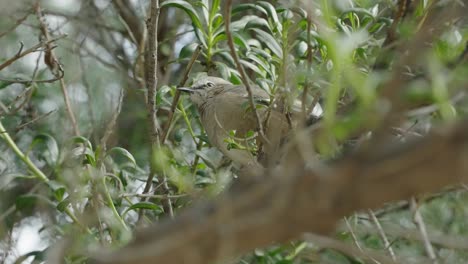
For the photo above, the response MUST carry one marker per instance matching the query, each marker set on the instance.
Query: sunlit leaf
(187, 7)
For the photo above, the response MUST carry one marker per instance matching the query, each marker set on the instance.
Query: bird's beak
(185, 89)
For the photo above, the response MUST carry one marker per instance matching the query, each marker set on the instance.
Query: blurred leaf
(61, 206)
(124, 153)
(187, 7)
(269, 41)
(188, 50)
(51, 152)
(58, 189)
(144, 205)
(271, 14)
(39, 257)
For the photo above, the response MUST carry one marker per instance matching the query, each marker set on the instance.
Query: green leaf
------------
**Task brief**.
Set down the records in full and exactly. Do not carry over any image.

**Problem solution**.
For the photo above, the response MUST carry one marker per instance matching the query, each marker set on the instance.
Query: sunlit leaf
(187, 7)
For the photo above, the response MUST carry one marker per instance matching the query, each marker set on the instance.
Query: bird's beak
(185, 89)
For the photo above, the response MUST carry one marker per instance matching the query, each marker set on the instance.
Query: blurred leaf
(61, 206)
(124, 153)
(187, 7)
(269, 41)
(188, 50)
(51, 152)
(58, 189)
(144, 205)
(271, 14)
(39, 257)
For the photo above, the response MUST carry one marker per instance matching the query, each marker set on the instance.
Query: green leaf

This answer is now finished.